— begin DATA PROVIDED —
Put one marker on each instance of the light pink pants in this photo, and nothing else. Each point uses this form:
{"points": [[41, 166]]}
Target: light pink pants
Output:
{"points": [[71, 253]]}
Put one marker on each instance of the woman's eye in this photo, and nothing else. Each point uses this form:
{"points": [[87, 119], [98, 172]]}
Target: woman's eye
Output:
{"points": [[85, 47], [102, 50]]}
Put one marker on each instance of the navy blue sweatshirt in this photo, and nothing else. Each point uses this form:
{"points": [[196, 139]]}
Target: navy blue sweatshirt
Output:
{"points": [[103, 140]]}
— end DATA PROVIDED —
— begin DATA PROVIDED —
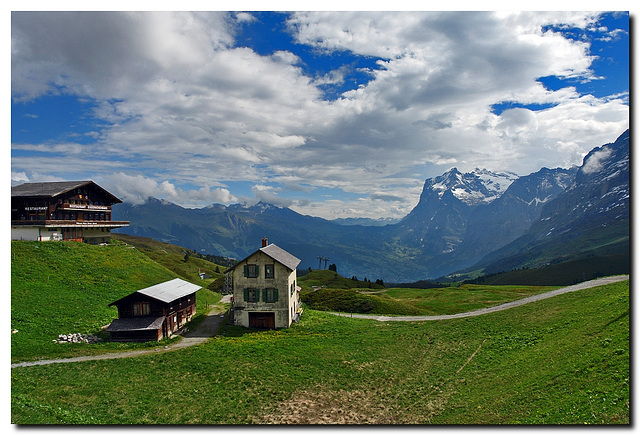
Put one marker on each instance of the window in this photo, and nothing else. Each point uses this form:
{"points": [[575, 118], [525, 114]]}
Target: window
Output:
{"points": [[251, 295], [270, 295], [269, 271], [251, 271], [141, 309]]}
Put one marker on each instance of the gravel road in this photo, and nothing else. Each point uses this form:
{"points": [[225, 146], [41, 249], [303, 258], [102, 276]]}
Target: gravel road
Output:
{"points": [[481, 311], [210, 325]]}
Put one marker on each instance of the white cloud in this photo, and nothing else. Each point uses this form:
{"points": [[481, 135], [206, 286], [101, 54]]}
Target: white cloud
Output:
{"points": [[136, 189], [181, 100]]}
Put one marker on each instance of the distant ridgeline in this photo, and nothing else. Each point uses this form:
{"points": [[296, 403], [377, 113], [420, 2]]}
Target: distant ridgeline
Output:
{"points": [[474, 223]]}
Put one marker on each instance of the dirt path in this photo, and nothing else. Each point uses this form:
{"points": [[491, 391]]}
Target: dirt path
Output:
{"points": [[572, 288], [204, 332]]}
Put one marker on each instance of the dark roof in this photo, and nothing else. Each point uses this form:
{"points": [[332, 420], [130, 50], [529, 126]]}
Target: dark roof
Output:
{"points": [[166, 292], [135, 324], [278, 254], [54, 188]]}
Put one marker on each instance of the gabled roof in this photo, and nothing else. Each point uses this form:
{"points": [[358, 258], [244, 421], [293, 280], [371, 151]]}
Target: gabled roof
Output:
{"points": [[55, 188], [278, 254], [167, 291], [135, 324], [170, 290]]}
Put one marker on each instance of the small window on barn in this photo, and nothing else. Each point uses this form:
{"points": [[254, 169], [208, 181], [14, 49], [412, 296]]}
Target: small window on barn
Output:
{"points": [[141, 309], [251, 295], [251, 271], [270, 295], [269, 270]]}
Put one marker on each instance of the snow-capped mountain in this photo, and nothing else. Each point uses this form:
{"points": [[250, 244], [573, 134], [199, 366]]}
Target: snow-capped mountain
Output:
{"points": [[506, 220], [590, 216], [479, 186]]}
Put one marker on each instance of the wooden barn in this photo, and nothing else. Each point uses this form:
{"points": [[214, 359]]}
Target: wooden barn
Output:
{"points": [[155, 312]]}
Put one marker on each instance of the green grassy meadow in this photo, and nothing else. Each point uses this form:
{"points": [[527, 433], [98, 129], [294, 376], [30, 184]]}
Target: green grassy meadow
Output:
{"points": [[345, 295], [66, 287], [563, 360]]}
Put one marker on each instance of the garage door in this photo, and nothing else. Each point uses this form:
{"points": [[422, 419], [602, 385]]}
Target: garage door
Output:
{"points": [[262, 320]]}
— end DATA PROVIDED —
— begin DATA PROVIDED —
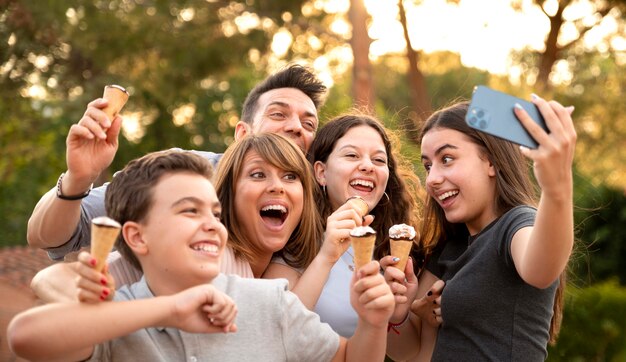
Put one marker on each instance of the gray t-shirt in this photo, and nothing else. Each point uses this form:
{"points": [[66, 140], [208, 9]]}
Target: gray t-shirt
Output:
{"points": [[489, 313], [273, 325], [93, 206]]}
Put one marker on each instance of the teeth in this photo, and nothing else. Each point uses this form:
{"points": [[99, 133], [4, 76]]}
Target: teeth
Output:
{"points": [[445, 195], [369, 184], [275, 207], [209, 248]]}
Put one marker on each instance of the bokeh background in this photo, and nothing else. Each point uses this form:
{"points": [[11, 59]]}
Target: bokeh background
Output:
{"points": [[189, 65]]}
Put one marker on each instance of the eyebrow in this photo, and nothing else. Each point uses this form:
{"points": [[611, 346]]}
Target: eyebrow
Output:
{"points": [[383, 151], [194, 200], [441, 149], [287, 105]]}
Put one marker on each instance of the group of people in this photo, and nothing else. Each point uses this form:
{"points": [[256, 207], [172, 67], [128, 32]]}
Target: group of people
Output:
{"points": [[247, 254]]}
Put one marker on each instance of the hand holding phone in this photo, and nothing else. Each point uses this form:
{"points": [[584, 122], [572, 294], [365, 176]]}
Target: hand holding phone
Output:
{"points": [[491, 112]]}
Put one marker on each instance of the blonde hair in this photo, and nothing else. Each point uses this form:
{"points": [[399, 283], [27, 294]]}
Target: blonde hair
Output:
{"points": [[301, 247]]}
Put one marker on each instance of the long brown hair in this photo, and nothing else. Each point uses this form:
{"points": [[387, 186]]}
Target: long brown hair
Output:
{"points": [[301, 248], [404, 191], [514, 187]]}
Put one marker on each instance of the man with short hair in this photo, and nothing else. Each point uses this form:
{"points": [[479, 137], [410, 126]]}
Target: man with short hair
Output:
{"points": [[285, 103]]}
— end DATA PROVIDED —
**WORK REQUIRED**
Extract every line of the records above that contains the word "garage" and list them in order.

**FULL SOLUTION**
Put one marker on each instance of the garage door in this photo, and nothing else. Each point uses this form:
Target: garage door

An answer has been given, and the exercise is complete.